━━━ Records to process

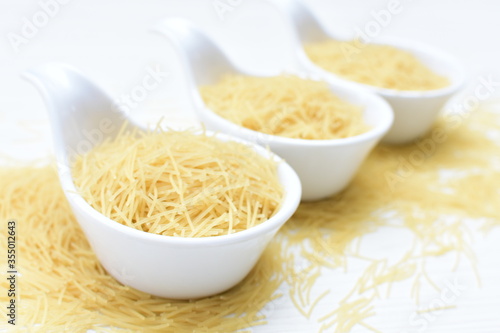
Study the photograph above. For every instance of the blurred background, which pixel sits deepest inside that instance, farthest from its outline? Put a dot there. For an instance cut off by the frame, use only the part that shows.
(111, 41)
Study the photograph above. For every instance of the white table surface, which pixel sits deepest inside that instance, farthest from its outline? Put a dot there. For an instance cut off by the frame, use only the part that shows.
(109, 40)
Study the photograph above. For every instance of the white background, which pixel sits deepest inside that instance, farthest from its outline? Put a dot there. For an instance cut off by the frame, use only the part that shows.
(110, 41)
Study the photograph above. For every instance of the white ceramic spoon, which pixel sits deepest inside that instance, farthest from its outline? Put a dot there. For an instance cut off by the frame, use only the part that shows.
(174, 267)
(414, 111)
(325, 167)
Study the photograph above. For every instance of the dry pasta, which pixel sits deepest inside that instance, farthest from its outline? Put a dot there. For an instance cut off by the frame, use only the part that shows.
(285, 106)
(378, 65)
(176, 183)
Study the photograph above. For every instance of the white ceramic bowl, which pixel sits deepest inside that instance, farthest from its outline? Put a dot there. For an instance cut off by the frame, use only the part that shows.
(414, 111)
(325, 167)
(166, 266)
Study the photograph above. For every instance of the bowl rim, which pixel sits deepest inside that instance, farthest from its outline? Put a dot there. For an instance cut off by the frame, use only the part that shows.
(414, 47)
(368, 98)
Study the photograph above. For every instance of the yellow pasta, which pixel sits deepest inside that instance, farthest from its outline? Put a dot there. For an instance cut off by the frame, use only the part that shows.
(62, 286)
(286, 106)
(377, 65)
(176, 183)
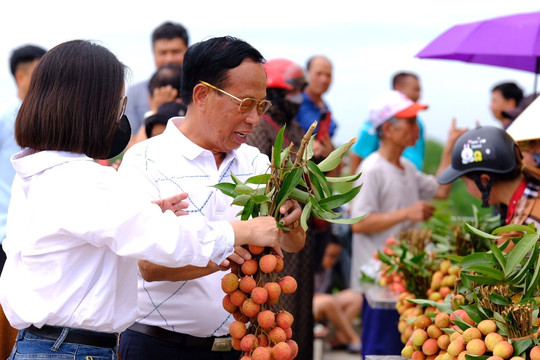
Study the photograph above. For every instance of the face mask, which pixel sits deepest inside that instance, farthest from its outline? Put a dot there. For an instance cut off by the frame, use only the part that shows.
(121, 137)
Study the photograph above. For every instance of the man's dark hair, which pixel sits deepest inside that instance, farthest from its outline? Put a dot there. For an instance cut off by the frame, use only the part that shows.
(169, 74)
(210, 60)
(73, 101)
(399, 77)
(509, 90)
(24, 54)
(169, 30)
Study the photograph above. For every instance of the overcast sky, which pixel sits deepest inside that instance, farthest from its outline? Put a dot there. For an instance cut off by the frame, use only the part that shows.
(368, 41)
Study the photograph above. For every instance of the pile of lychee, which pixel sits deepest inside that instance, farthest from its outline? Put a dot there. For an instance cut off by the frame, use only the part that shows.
(262, 327)
(434, 339)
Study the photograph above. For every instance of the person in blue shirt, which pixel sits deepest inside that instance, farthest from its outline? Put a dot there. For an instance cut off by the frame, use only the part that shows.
(23, 60)
(408, 84)
(314, 108)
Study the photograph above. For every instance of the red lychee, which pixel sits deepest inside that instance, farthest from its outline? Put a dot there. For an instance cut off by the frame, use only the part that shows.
(288, 284)
(268, 263)
(259, 295)
(249, 267)
(229, 283)
(247, 284)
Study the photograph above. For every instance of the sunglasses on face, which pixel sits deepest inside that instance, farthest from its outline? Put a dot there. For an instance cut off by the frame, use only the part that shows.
(247, 104)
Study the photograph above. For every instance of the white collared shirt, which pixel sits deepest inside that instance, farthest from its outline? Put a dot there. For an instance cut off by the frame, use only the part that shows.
(75, 232)
(168, 164)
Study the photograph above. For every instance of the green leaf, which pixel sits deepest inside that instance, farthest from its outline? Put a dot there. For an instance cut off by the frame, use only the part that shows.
(443, 307)
(520, 250)
(334, 159)
(319, 177)
(243, 189)
(299, 195)
(498, 255)
(498, 299)
(277, 147)
(289, 183)
(306, 212)
(335, 201)
(343, 179)
(258, 179)
(521, 346)
(512, 228)
(226, 188)
(480, 233)
(241, 200)
(487, 271)
(486, 259)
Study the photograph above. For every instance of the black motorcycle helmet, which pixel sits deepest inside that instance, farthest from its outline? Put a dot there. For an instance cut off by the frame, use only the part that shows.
(485, 149)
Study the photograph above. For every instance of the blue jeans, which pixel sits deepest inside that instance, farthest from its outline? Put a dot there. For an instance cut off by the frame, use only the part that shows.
(32, 347)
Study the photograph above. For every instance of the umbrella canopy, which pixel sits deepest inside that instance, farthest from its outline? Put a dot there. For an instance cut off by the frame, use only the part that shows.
(527, 124)
(509, 41)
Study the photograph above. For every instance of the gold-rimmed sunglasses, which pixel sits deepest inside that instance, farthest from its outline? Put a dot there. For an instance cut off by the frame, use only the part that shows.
(247, 104)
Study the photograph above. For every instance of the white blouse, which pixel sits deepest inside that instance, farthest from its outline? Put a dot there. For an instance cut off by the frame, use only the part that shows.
(75, 232)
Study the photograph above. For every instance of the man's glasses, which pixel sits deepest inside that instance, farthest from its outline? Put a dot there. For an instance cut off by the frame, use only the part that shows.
(247, 104)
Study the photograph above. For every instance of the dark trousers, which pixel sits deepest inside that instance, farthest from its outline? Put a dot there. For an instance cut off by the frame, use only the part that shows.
(380, 335)
(137, 346)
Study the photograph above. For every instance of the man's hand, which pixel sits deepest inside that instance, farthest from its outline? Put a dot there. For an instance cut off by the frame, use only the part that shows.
(420, 211)
(174, 203)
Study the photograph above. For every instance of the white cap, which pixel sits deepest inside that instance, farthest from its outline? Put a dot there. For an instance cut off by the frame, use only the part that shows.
(389, 104)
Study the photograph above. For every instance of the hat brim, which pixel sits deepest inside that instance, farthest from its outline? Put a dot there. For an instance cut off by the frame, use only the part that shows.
(448, 175)
(411, 111)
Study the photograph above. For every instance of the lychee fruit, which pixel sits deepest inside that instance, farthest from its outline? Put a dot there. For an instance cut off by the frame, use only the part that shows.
(471, 334)
(442, 320)
(248, 342)
(259, 295)
(266, 319)
(250, 308)
(503, 349)
(229, 283)
(268, 263)
(281, 351)
(274, 290)
(247, 284)
(249, 267)
(288, 284)
(492, 339)
(256, 250)
(487, 326)
(476, 347)
(284, 319)
(277, 334)
(228, 305)
(279, 265)
(237, 329)
(430, 347)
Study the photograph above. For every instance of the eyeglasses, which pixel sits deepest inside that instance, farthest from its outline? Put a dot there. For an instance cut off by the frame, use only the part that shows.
(247, 104)
(123, 103)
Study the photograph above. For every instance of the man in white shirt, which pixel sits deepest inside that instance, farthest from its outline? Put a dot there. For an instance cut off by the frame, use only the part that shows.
(224, 87)
(394, 197)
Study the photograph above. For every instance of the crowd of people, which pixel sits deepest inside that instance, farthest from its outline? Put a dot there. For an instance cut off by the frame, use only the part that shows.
(127, 259)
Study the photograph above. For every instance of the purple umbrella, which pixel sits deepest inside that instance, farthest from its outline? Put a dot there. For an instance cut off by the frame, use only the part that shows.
(509, 41)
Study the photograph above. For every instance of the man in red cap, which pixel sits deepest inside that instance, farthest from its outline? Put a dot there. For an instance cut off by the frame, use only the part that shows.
(394, 197)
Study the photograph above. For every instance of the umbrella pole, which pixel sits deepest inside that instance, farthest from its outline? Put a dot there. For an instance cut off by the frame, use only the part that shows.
(536, 75)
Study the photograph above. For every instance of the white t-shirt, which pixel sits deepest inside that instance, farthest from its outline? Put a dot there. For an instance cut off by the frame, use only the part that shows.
(75, 231)
(168, 164)
(385, 188)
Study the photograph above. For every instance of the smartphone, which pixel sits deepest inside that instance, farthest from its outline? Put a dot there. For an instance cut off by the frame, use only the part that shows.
(324, 126)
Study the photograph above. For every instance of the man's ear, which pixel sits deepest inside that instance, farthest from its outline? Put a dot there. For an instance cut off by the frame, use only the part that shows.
(200, 95)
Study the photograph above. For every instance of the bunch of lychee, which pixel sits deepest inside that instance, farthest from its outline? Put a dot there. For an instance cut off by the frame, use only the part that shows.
(434, 339)
(262, 327)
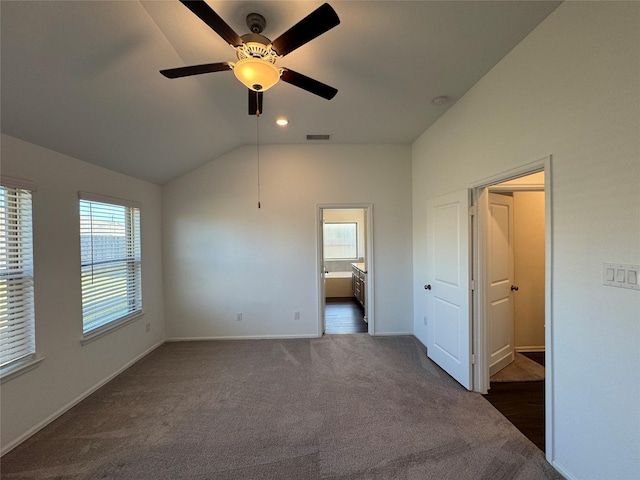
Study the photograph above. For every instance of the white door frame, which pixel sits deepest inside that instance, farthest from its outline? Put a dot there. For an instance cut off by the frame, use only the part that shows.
(369, 290)
(480, 327)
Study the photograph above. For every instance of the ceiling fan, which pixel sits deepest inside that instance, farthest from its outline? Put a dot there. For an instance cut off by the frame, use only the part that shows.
(257, 54)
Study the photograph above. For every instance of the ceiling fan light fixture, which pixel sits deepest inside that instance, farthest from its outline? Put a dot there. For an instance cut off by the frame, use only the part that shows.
(257, 74)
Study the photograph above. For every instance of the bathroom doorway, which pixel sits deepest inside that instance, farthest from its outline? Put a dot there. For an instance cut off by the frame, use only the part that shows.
(344, 246)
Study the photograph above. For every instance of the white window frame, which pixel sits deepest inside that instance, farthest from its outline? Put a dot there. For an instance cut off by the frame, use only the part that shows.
(325, 236)
(17, 305)
(96, 319)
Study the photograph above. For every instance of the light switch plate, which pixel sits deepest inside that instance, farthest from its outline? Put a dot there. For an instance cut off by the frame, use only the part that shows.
(621, 275)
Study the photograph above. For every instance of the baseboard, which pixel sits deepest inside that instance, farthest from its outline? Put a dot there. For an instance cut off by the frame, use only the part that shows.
(32, 431)
(530, 348)
(240, 337)
(393, 334)
(562, 471)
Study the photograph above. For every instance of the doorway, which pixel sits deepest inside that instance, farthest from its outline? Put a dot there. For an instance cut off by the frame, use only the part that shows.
(511, 304)
(345, 245)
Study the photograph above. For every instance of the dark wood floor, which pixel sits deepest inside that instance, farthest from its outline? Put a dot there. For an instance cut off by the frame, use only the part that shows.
(522, 403)
(344, 315)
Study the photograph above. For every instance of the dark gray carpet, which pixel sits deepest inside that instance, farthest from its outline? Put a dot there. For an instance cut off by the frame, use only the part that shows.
(343, 407)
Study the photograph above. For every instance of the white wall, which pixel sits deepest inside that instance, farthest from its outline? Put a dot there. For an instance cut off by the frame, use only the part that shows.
(570, 89)
(223, 255)
(70, 370)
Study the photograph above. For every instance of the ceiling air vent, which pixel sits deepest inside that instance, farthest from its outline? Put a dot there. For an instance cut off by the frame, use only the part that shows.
(318, 137)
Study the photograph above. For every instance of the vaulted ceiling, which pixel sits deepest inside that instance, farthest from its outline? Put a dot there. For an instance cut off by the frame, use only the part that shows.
(81, 77)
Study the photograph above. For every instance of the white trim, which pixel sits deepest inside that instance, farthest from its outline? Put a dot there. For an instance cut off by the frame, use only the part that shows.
(239, 337)
(32, 431)
(110, 327)
(529, 168)
(516, 188)
(19, 368)
(530, 348)
(480, 329)
(369, 259)
(15, 182)
(96, 197)
(395, 334)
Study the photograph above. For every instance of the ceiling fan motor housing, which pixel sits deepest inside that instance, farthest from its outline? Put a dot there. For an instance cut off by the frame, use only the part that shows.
(256, 23)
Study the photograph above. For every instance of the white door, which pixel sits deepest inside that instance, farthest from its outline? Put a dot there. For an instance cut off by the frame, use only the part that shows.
(447, 288)
(500, 281)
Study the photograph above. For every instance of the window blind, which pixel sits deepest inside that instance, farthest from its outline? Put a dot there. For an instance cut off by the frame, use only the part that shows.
(340, 240)
(111, 263)
(17, 319)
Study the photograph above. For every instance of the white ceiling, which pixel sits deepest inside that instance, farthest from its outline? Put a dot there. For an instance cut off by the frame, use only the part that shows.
(81, 77)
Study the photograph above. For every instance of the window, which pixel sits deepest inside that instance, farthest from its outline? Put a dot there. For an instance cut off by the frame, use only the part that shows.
(111, 265)
(17, 314)
(340, 241)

━━━━━━

Repeat the lines from the one containing "Study the photograph above. For every instance of the vaulted" through the end of the listing, exactly and without any other lines; both ends are included.

- **Exercise result**:
Study the photograph above. For every instance of the vaulted ceiling, which pixel sits deepest inside that instance, farthest from its outline? Put a dot there. For an instance cut off by the frame, use only the part that shows.
(81, 77)
Study the photograph above. For every instance of the white trim, which pixel sits deepest inside that instance, farthest from its outline? Put a dot there. For an instance cut off by the frame, use only the part that shows.
(239, 337)
(32, 431)
(110, 327)
(529, 168)
(516, 188)
(19, 368)
(530, 348)
(480, 329)
(369, 259)
(15, 182)
(96, 197)
(395, 334)
Study the photograph above. For every instance of the ceiling fan motor housing, which pixel sits deepest inside that instance, farthest from its outline? Put a dot there. For an instance cut off by the frame, use only the part that shows.
(256, 23)
Study the photograph above. For every instance of the white door, which pixel sits deepest inside that instance, farthest from its outline? Put a dot there. For an instance cut off by the frame, use only the part that shows.
(447, 288)
(500, 281)
Study the photograph above. For every instance of the window blind, which pixel sits deepest inside that instance, farthest from its outline? Put a dot there. For an instance cut off by the frame, use only the part that shows.
(340, 240)
(111, 263)
(17, 319)
Study the photograph above. For every instance of the white ceiling, which pixel sits deepest inside that instance, farthest from its outline? Put a dot there. For an instance cut off by the frame, use only the part that shows.
(81, 77)
Study the photograph above. For every instance of the window, which pixel sits deepest inside that instance, farthest from its outline? Put a dot there. For an instance cut off by the frame, use only the part that shows.
(111, 265)
(17, 314)
(340, 241)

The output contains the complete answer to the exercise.